Short problem.
Update all of the material below, replacing each "instance" with "occurrence" and leaving every other character unchanged.
___ Available records
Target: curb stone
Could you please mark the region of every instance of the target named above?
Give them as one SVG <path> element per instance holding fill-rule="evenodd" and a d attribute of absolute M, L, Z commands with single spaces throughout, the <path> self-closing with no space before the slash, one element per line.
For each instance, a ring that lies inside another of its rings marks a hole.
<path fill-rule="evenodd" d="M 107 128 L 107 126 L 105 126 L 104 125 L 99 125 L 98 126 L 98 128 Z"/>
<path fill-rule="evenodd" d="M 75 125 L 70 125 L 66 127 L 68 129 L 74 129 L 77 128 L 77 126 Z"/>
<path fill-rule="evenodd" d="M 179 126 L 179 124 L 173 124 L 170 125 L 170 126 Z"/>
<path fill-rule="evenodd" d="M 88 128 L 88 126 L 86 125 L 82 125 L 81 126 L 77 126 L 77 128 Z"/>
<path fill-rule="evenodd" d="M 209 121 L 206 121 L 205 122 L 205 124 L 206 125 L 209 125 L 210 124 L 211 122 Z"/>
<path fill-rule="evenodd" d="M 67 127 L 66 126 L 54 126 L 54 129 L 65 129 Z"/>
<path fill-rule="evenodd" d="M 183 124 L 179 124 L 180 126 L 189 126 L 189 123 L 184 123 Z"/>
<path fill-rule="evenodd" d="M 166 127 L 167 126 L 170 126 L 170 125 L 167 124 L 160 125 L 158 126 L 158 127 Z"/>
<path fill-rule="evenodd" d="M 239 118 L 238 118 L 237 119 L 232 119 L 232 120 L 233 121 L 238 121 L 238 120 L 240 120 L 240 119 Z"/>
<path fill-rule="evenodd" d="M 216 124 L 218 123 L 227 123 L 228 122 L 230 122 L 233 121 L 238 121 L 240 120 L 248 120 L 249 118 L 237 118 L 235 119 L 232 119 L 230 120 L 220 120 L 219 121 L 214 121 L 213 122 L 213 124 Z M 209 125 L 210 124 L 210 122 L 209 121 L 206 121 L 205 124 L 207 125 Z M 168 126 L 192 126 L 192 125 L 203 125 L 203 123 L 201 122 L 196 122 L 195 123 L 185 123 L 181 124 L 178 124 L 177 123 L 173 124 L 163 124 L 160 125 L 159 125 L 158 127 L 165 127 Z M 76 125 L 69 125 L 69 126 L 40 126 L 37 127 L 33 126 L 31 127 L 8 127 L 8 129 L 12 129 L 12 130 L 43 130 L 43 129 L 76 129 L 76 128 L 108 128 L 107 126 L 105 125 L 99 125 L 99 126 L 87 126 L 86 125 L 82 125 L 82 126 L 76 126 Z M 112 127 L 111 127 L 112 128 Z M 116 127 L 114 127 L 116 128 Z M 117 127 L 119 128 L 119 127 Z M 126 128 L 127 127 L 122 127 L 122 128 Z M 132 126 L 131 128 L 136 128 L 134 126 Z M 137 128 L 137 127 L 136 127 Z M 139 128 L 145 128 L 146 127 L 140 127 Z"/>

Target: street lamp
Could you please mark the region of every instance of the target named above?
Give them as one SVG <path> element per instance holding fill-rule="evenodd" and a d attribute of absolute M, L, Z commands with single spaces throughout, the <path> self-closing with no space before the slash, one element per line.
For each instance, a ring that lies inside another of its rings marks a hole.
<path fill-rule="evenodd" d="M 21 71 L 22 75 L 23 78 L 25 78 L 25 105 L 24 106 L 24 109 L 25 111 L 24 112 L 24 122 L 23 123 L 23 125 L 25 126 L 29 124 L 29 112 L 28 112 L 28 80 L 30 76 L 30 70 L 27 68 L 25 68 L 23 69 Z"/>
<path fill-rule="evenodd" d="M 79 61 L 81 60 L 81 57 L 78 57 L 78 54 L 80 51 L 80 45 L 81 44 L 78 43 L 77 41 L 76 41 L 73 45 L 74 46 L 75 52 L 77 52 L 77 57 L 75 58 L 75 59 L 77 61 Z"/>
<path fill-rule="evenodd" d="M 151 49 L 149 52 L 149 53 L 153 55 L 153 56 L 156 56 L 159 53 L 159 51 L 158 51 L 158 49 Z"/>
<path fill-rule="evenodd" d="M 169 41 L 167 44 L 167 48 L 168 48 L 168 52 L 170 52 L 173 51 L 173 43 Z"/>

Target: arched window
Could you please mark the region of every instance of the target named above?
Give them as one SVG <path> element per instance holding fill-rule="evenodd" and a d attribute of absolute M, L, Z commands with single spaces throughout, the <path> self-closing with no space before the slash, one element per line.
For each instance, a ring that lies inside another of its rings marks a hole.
______
Answer to this problem.
Target: curb stone
Could you please mark the region of every occurrence of the target named above?
Give them as one SVG <path> element per occurrence holding fill-rule="evenodd" and a d attribute of absolute M, L, Z commands with single spaces throughout, the <path> self-closing with no space before the slash, one element per line.
For each occurrence, a ring that lies inside another of its rings marks a hole.
<path fill-rule="evenodd" d="M 107 128 L 107 126 L 105 126 L 104 125 L 99 125 L 98 126 L 98 128 Z"/>
<path fill-rule="evenodd" d="M 75 125 L 70 125 L 66 127 L 68 129 L 74 129 L 77 128 L 77 126 Z"/>
<path fill-rule="evenodd" d="M 179 126 L 179 124 L 173 124 L 170 125 L 170 126 Z"/>
<path fill-rule="evenodd" d="M 88 128 L 88 126 L 86 125 L 82 125 L 81 126 L 77 126 L 77 128 Z"/>
<path fill-rule="evenodd" d="M 209 121 L 206 121 L 205 122 L 205 124 L 206 125 L 209 125 L 210 124 L 211 122 Z"/>
<path fill-rule="evenodd" d="M 67 127 L 66 126 L 54 126 L 54 129 L 65 129 Z"/>
<path fill-rule="evenodd" d="M 183 124 L 179 124 L 180 126 L 189 126 L 189 123 L 184 123 Z"/>
<path fill-rule="evenodd" d="M 166 127 L 167 126 L 170 126 L 170 125 L 167 124 L 160 125 L 158 126 L 158 127 Z"/>
<path fill-rule="evenodd" d="M 239 118 L 238 118 L 237 119 L 232 119 L 232 120 L 233 121 L 238 121 L 238 120 L 240 120 L 240 119 Z"/>
<path fill-rule="evenodd" d="M 216 124 L 218 123 L 227 123 L 228 122 L 230 122 L 233 121 L 238 121 L 240 120 L 248 120 L 249 118 L 237 118 L 235 119 L 232 119 L 230 120 L 220 120 L 219 121 L 214 121 L 213 122 L 213 124 Z M 209 125 L 210 124 L 210 122 L 209 121 L 206 121 L 205 124 L 207 125 Z M 168 126 L 192 126 L 192 125 L 203 125 L 203 123 L 201 122 L 196 122 L 195 123 L 185 123 L 181 124 L 178 124 L 177 123 L 173 124 L 163 124 L 160 125 L 159 125 L 158 127 L 165 127 Z M 76 125 L 69 125 L 69 126 L 40 126 L 37 127 L 33 126 L 31 127 L 8 127 L 8 129 L 12 129 L 12 130 L 43 130 L 43 129 L 76 129 L 76 128 L 108 128 L 107 126 L 105 125 L 99 125 L 99 126 L 87 126 L 86 125 L 82 125 L 82 126 L 76 126 Z M 112 127 L 111 127 L 112 128 Z M 116 127 L 114 127 L 116 128 Z M 117 127 L 119 128 L 119 127 Z M 126 128 L 127 127 L 122 127 L 122 128 Z M 132 126 L 131 128 L 136 128 L 134 126 Z M 137 128 L 137 127 L 136 127 Z M 139 128 L 145 128 L 146 127 L 140 127 Z"/>

Target: street lamp
Could you please mark the region of every occurrence of the target named above?
Give them as one SVG <path> element per occurrence holding fill-rule="evenodd" and a d attribute of absolute M, L, Z commands with single spaces throughout, the <path> self-closing with no space before the slash, one element per line.
For each occurrence, a ring that lies inside another of its rings marks a hole.
<path fill-rule="evenodd" d="M 21 71 L 22 75 L 23 78 L 25 78 L 25 105 L 24 106 L 24 109 L 25 111 L 24 112 L 24 122 L 23 123 L 23 125 L 25 126 L 29 124 L 29 112 L 28 112 L 28 80 L 30 76 L 30 70 L 27 68 L 25 68 L 23 69 Z"/>
<path fill-rule="evenodd" d="M 79 61 L 81 60 L 81 57 L 78 57 L 78 54 L 80 51 L 80 45 L 81 44 L 78 43 L 77 41 L 76 41 L 73 45 L 74 46 L 75 52 L 77 52 L 77 57 L 75 58 L 75 59 L 77 61 Z"/>
<path fill-rule="evenodd" d="M 151 49 L 149 52 L 149 53 L 153 55 L 153 56 L 156 56 L 159 53 L 159 51 L 158 51 L 158 49 Z"/>
<path fill-rule="evenodd" d="M 169 41 L 167 44 L 167 48 L 168 48 L 168 52 L 170 52 L 173 51 L 173 43 Z"/>

Target: arched window
Could you please mark the region of every occurrence of the target named above?
Give them as one SVG <path> element per occurrence holding fill-rule="evenodd" and a d attribute of absolute M, L, Z commands with single spaces throughout, the <path> self-closing with no space before the slash, one element per line.
For each occurrence, a ring that lies inside another of its rings marks a hole.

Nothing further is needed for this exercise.